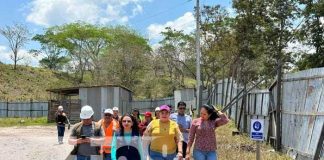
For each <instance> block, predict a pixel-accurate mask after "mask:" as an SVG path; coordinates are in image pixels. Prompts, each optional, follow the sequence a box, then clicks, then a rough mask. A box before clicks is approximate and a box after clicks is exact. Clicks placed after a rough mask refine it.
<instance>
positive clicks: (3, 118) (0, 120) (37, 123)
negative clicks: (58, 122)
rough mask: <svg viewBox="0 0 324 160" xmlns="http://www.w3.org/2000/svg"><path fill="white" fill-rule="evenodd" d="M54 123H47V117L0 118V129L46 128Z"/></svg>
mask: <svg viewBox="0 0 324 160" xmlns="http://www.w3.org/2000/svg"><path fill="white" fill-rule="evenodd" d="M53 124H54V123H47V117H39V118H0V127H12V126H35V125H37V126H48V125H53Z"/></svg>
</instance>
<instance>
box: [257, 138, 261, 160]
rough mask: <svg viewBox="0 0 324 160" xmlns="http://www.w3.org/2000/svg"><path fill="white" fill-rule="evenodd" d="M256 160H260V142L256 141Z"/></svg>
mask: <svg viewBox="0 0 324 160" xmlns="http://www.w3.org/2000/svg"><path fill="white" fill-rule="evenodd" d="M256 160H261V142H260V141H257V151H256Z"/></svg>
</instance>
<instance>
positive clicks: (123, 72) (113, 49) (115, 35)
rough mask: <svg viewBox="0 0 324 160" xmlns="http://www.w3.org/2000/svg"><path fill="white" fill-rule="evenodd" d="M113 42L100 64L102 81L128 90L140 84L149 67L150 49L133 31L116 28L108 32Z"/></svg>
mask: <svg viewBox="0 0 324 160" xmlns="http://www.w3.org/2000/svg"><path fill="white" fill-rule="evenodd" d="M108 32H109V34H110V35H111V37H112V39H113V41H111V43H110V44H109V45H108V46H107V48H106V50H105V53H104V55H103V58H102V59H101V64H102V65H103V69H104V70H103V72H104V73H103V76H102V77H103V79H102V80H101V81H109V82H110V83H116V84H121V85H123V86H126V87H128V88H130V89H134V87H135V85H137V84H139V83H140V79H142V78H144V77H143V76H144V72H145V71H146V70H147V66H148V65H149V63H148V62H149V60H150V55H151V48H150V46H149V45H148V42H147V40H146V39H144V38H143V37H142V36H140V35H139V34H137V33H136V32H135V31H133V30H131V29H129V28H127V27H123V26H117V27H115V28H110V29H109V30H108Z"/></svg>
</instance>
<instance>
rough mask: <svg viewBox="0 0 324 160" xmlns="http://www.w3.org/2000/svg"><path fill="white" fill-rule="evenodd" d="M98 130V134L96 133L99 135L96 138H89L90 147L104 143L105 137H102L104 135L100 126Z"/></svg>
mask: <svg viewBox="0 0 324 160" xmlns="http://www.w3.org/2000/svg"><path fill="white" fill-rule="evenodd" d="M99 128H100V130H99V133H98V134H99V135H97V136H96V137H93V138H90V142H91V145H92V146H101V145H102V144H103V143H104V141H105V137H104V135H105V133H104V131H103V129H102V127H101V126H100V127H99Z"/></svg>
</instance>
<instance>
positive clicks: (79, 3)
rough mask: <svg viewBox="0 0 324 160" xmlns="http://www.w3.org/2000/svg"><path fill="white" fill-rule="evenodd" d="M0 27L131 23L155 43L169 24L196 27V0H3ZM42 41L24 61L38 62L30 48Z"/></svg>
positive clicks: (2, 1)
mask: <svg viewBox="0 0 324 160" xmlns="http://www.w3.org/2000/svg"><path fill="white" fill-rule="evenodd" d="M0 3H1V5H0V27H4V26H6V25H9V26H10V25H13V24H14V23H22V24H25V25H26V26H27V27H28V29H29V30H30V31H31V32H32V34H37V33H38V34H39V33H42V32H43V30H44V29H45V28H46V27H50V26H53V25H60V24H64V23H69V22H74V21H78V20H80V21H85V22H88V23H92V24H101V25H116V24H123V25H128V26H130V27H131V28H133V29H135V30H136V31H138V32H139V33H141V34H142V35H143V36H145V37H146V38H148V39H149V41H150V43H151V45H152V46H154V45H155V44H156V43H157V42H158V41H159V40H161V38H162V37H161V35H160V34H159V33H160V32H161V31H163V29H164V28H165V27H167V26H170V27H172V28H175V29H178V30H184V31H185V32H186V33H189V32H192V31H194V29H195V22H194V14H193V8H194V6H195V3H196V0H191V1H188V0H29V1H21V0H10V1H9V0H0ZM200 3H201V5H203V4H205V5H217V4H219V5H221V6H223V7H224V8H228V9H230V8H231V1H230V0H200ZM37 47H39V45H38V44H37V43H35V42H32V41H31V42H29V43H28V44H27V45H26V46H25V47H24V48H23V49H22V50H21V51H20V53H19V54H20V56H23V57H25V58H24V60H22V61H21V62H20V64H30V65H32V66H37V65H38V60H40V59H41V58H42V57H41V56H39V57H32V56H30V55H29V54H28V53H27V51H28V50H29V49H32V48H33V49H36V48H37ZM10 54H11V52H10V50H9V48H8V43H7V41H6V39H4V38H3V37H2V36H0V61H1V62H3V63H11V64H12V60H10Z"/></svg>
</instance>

-*-*-

TASK DETAILS → Write out exactly the lines above from the line with "130V134L96 133L99 135L96" through the line with "27L131 23L155 43L169", both of them included, and leave out all other lines.

RESPONSE TO THE TASK →
rough mask: <svg viewBox="0 0 324 160" xmlns="http://www.w3.org/2000/svg"><path fill="white" fill-rule="evenodd" d="M98 130V134L96 133L99 135L96 138H89L90 147L104 143L105 137H102L104 135L100 126Z"/></svg>
mask: <svg viewBox="0 0 324 160" xmlns="http://www.w3.org/2000/svg"><path fill="white" fill-rule="evenodd" d="M99 128H100V130H99V133H98V134H99V135H97V136H96V137H93V138H90V142H91V145H92V146H101V145H102V144H103V143H104V141H105V137H104V135H105V133H104V131H103V129H102V127H101V126H100V127H99Z"/></svg>
</instance>
<instance>
positive clicks: (79, 3)
rough mask: <svg viewBox="0 0 324 160" xmlns="http://www.w3.org/2000/svg"><path fill="white" fill-rule="evenodd" d="M0 27L131 23L155 43L169 24L196 27V0H3ZM42 41L24 61L38 62L30 48Z"/></svg>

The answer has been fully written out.